### Activity:
Treat the line containing "the gray trailer" as the first line of the answer and the last line of the data as its final line, reproducing every line between exactly.

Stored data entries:
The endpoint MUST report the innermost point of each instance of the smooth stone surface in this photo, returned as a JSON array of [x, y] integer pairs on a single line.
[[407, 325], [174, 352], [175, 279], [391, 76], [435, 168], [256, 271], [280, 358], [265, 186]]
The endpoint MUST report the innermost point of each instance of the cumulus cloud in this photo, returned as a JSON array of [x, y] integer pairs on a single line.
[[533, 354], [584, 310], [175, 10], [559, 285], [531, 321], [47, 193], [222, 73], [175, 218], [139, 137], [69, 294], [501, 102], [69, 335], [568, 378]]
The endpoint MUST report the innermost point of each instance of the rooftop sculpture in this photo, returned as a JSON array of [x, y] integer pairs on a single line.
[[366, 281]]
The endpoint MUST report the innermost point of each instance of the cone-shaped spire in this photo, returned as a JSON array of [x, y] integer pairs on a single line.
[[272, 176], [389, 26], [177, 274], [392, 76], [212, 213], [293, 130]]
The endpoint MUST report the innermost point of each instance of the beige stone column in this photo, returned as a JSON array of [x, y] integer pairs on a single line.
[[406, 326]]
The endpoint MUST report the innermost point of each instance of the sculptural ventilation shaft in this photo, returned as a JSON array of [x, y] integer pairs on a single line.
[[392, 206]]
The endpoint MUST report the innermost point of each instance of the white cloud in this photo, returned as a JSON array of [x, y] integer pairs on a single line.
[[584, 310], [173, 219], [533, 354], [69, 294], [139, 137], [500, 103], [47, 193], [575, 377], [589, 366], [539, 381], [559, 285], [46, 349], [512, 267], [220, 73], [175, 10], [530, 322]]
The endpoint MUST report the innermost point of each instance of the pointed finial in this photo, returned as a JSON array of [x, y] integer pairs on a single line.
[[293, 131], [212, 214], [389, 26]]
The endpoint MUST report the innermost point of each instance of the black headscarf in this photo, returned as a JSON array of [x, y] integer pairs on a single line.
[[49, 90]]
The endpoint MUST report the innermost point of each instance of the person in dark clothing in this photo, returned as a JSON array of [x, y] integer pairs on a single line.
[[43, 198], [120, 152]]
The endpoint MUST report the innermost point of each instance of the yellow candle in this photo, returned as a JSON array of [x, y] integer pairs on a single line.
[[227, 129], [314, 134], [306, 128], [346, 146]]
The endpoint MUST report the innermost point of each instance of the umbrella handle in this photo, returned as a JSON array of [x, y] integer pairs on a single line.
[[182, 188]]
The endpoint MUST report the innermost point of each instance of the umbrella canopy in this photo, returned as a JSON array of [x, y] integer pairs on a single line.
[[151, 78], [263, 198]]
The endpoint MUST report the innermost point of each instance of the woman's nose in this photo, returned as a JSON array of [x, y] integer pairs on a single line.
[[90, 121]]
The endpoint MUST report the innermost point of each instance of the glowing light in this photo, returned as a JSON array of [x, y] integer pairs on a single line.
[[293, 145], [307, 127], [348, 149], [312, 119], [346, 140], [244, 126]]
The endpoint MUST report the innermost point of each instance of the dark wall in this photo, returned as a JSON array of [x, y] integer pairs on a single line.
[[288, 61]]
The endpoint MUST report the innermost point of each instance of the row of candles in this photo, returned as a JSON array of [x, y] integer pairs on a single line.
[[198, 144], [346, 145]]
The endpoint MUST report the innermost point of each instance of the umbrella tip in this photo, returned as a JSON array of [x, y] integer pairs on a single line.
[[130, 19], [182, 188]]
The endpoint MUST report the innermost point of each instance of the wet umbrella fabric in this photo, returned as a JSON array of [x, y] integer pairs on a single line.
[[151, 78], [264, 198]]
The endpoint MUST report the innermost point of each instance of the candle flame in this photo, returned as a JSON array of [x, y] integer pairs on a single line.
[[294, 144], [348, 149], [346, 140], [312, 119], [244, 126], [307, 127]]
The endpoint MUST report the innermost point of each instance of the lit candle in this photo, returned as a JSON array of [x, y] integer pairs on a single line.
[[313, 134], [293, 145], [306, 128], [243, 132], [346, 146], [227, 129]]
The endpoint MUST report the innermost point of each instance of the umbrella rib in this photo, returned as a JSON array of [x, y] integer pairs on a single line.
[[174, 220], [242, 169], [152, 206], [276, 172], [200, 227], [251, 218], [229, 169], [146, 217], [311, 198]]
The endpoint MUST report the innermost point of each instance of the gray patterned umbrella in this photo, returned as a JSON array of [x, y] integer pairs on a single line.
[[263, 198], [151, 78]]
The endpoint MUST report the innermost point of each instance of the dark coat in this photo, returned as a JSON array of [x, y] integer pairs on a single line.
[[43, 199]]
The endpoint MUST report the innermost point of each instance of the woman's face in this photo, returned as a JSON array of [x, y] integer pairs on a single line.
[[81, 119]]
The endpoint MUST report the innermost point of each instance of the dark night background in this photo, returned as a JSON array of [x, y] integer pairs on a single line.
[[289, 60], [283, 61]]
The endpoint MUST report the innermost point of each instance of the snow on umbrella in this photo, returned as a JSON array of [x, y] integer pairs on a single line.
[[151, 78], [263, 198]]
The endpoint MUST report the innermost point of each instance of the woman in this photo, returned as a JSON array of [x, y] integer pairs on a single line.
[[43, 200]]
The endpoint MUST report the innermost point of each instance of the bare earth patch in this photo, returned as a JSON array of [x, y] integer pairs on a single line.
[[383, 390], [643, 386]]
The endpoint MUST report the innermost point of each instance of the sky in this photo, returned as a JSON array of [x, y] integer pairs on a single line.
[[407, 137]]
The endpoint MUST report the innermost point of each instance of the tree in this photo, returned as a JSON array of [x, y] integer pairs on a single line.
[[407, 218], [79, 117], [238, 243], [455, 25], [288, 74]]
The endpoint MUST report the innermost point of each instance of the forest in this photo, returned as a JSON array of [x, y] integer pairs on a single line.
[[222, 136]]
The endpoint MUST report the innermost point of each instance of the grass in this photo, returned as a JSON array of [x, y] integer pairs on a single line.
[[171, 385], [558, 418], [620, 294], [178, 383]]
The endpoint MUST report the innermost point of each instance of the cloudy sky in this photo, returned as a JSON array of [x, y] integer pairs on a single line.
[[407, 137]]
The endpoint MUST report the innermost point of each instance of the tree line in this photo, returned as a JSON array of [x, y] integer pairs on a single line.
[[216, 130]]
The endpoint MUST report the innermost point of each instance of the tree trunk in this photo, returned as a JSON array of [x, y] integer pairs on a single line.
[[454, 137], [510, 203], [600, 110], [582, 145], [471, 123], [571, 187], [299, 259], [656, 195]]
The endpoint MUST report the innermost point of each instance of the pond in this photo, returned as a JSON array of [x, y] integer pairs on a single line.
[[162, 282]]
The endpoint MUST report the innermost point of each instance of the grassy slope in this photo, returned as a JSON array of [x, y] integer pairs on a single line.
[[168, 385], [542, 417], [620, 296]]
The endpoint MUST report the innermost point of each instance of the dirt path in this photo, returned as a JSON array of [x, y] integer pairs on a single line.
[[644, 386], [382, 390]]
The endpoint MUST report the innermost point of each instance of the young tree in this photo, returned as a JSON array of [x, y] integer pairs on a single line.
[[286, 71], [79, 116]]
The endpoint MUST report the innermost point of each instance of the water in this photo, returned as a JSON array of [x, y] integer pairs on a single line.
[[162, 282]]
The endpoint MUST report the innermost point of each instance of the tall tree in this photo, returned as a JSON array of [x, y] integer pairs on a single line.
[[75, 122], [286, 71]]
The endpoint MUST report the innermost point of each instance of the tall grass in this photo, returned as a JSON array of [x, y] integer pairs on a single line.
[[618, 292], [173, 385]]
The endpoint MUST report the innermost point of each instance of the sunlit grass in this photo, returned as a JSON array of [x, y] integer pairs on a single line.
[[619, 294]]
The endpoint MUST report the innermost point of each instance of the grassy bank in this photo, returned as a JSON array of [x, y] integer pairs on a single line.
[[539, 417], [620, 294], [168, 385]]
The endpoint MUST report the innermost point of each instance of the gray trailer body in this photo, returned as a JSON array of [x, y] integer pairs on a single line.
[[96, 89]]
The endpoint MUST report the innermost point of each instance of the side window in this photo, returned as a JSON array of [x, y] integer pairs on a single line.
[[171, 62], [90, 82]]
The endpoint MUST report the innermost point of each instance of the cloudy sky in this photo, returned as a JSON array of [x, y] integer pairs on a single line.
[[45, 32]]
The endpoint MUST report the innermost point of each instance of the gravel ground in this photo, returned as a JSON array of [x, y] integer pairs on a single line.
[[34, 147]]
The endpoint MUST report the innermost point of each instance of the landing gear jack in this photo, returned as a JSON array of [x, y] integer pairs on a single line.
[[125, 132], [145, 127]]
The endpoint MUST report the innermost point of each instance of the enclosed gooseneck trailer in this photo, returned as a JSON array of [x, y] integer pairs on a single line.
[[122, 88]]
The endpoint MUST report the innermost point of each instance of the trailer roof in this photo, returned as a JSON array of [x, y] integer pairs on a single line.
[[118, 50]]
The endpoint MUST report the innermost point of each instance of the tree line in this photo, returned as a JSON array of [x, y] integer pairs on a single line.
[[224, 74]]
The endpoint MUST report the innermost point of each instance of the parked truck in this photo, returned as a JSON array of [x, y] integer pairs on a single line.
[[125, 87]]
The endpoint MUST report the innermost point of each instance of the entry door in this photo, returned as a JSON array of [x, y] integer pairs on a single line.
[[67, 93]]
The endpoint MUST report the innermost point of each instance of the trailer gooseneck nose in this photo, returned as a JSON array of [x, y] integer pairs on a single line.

### Written reply:
The endpoint MUST report the innermost point of each instance of the gray trailer body in this photo, returned as a JSON array of [x, y] integer pairs on a single line.
[[96, 89]]
The endpoint MUST report the innermost point of each instance of the side window in this photo, returned as a JSON array of [x, y] integer pairs on a single line.
[[171, 62], [90, 82]]
The endpoint MUST report the innermost point of each instance of the cloudy sky in this photo, returned as a JSON array of [x, y] integer pairs on a single line.
[[45, 32]]
The endpoint MUST report the innermost point of each instance of the gravel ground in this photo, returned as a JSON array of [x, y] integer pairs on a single line.
[[34, 147]]
The endpoint MUST report the innermost point of each instance of the landing gear jack in this photo, returned as a JSON array of [x, y] integer pairs on a single line.
[[125, 132], [145, 127]]
The endpoint MUST report the innermost point of each instance of the enclosed gooseneck trailer in this photo, returned as a JSON array of [x, y] integer pairs on a single line.
[[122, 88]]
The endpoint MUST report the innermost point of each instance of the trailer roof in this photo, returned as a JSON array of [x, y] integer pairs on a single line.
[[118, 50]]
The endpoint MUST report the innermost point of each instance of the tree line in this photo, returned as a JSON array of [x, y] integer pairs on a single line.
[[224, 74]]
The endpoint MUST report the innermost point of each instance of the parked truck in this photo, returned as a JSON array of [x, y] integer pairs on a single line.
[[125, 87]]
The endpoint MUST report the innermost point of each instance of the entry door in this photo, returned as a JSON array of [x, y] integer pairs on a single line.
[[67, 93]]
The endpoint MUST report the innermost point of each instance of the trailer gooseneck nose in this photo, returned as a JSON array of [x, y] integer pairs on a single line.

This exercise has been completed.